Written exercise A.
Answer these questions using the biographical text on Alexander von Hoffman:
(i) Who is listed as his spouse?
(ii) In what year was his thesis completed?
(iii) At which Harvard center is he a Senior Research Fellow?
Written exercise B. Rewrite the biographical text on Alexander von Hoffman from "Alexander Carl von Hoffman (born" up to and including "the United States.", substituting "Research Associate" for "Senior Research Fellow".
Written exercise C. Pick up the biographical text on Alexander von Hoffman after its final sentence and extend it with a further passage.

Page text.

- Born: Alexander Carl von Hoffman July 11, 1951 (age 73) United States
- Occupation(s): Urban planner Historian
- Spouse: Glenna Lang
- Children: Esmé von Hoffman
- Parent(s): Nicholas von Hoffman (father) Anne Cremin Byrne (mother)

Academic background
- Alma mater: Harvard University
- Thesis: The Making of the Modern City: The Development of Jamaica Plain, Massachusetts, 1632-1920 (1986)

= Alexander von Hoffman =

American urban planner and historian (born 1951)

Alexander Carl von Hoffman (born July 11, 1951, in United States) is an American urban planner and historian. He is currently Lecturer in Urban Planning and Design at the Harvard University Graduate School of Design and Senior Research Fellow at Harvard's Joint Center for Housing Studies. He is a specialist on the history and policy of housing, particularly of low-income housing policy in the United States.

Provided records.
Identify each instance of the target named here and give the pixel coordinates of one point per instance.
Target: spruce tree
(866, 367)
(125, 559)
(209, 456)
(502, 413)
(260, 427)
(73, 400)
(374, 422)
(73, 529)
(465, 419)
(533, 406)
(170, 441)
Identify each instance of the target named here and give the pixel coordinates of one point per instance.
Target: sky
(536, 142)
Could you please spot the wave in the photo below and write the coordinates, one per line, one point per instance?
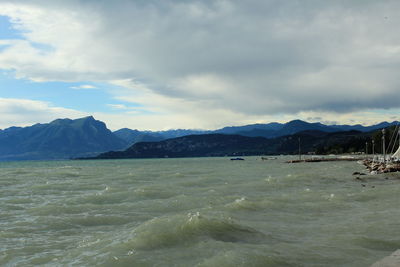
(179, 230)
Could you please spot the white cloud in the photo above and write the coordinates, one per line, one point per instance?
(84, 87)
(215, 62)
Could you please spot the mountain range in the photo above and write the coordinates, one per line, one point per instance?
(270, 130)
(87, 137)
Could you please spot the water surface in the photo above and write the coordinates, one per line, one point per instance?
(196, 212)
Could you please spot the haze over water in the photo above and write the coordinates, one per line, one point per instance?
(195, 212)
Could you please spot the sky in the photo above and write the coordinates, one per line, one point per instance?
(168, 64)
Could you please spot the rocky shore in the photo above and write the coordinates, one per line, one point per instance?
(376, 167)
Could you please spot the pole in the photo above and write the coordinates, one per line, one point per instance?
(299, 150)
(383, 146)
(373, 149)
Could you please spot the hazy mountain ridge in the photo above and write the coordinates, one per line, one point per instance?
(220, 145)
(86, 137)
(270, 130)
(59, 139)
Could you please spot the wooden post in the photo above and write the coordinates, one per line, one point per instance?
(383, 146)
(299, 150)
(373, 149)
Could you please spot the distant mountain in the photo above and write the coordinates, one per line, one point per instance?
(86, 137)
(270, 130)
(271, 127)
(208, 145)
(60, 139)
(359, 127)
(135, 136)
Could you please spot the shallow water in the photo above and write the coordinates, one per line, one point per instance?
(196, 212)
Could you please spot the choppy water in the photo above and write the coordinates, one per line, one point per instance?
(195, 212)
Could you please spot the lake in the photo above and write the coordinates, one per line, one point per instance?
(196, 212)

--

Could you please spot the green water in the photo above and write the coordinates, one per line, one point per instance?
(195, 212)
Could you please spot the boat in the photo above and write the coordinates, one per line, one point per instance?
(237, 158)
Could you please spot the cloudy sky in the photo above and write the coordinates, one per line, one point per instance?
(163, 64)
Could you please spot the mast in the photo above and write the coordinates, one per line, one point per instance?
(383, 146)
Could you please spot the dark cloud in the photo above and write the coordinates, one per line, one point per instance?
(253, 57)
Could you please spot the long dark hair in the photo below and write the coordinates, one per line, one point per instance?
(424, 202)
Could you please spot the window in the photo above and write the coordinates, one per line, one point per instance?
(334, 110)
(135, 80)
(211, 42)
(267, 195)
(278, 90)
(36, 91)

...

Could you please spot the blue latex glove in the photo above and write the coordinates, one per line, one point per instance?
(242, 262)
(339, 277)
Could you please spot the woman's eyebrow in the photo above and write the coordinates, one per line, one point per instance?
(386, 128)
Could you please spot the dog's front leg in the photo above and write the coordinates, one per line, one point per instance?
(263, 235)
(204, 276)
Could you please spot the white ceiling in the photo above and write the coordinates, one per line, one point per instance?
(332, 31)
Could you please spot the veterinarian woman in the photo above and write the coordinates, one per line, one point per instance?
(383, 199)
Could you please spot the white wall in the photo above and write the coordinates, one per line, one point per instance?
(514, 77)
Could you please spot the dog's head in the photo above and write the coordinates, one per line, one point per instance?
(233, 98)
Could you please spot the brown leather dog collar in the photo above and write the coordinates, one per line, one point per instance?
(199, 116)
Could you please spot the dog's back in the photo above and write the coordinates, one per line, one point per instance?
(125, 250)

Answer A.
(i) Glenna Lang
(ii) 1986
(iii) Harvard's Joint Center for Housing Studies

Answer B.
Alexander Carl von Hoffman (born July 11, 1951, in United States) is an American urban planner and historian. He is currently Lecturer in Urban Planning and Design at the Harvard University Graduate School of Design and Research Associate at Harvard's Joint Center for Housing Studies. He is a specialist on the history and policy of housing, particularly of low-income housing policy in the United States.

Answer C.
==Career==
Von Hoffman was born to Ann Cremin Byrne, daughter of the architect Barry Byrne who apprenticed with Frank Lloyd Wright, and Nicholas von Hoffman, a descendant of Carl von Hoffman and Melchior Hoffman. Von Hoffman received a Bachelor of Arts in English (1977), where he was honored as summa cum laude, and a Master of Arts in History (1979) from the University of Massachusetts, Boston. He then received a Master of Arts (1980) and a doctorate (1986) in History from Harvard University. His dissertation focused on the development of Jamaica Plain. Upon graduating, he was named assistant professor of urban planning at Harvard's Graduate School of Design. In 1990, von Hoffman was promoted to the level of associate professor, a post which he held until 1995.

In 1998, von Hoffman joined Harvard's Joint Center for Housing Studies as senior fellow. From that point until present, he has also been a lecturer in urban planning and design at the Graduate School of Design.

From 1995 to 2002, von Hoffman served on the board of directors of The Bostonian Society, and since 2004, he has served on the board of directors of the Journal of Urban History.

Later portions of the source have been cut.